==== Статья
Заклинания, которые использует азанде для защиты от колдовства, всегда упоминают о зависти какого-нибудь другого человека, и ему обычно совершенно ясно, что вне зависимости от его достижений и уровня его процветания всегда найдутся те, кто станет завидовать его имуществу, его происхождению, внешности, его искусству охотника, певца или оратора и по этой причине будет стремиться его погубить[53].
Эванс-Притчард сравнивает представления азанде о зависти-колдовстве с нашим концептом везения и невезения. Если мы ничего не можем поделать с обрушившимся на нас несчастьем, мы утешаем себя безличным: «Просто не повезло». Азанде видят причину в mangu, которая исходит от конкретного человека[54].
Враг среди нас
В своем исследовании колдовства у восточноафриканского племени амба, озаглавленном «Внутренний враг» («The Enemy Within»), Э. Х. Уинтер проводит следующее различие: в то время как ведьмы существуют только в воображении амба, для европейца-наблюдателя нет никаких сомнений, что среди амба действительно есть такие, кто практикует «черную магию», т. е. занимается колдовством с целью нанести ущерб соплеменникам. Для амба основное различие между ведьмой и колдуном связано с мотивацией их деятельности. Колдунами движут нормальные мотивы – зависть, ревность и ненависть. Их вызывают обстоятельства повседневной жизни, социальные ситуации, порождающие чувство зависти. Поэтому амба понимают тех, кто занимается магией, хотя, разумеется, они осуждают ее.
========
==== Извлеченные сведения
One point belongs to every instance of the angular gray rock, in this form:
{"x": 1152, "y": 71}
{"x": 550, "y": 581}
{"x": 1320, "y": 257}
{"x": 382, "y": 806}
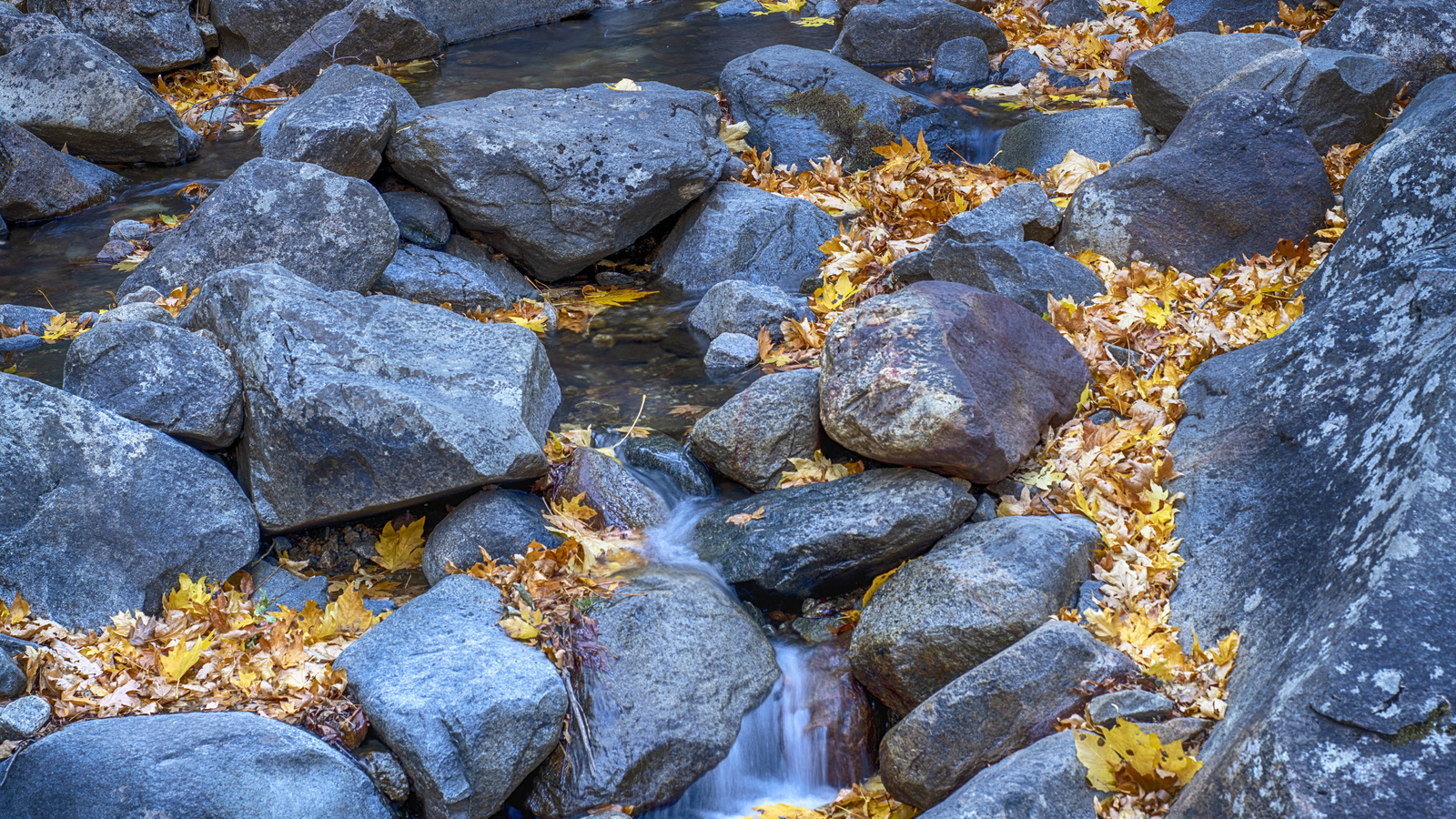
========
* _Письменный запрос 1_
Перескажите текст о колдовстве в двух предложениях.
* _Письменный запрос 2_
Повторите дословно фрагмент текста о колдовстве от слов «Заклинания, которые использует» до слов «от конкретного человека[54].».

* _Письменный ответ 1_
Азанде связывают колдовство с завистью других людей и вместо безличного «просто не повезло» видят причину несчастья в mangu, которая исходит от конкретного человека. По наблюдению Э. Х. Уинтера, амба различают ведьму и колдуна по мотивации: колдунами движут обычные зависть, ревность и ненависть, поэтому амба понимают тех, кто занимается магией, хотя и осуждают ее.

* _Письменный ответ 2_
Заклинания, которые использует азанде для защиты от колдовства, всегда упоминают о зависти какого-нибудь другого человека, и ему обычно совершенно ясно, что вне зависимости от его достижений и уровня его процветания всегда найдутся те, кто станет завидовать его имуществу, его происхождению, внешности, его искусству охотника, певца или оратора и по этой причине будет стремиться его погубить[53].
Эванс-Притчард сравнивает представления азанде о зависти-колдовстве с нашим концептом везения и невезения. Если мы ничего не можем поделать с обрушившимся на нас несчастьем, мы утешаем себя безличным: «Просто не повезло». Азанде видят причину в mangu, которая исходит от конкретного человека[54].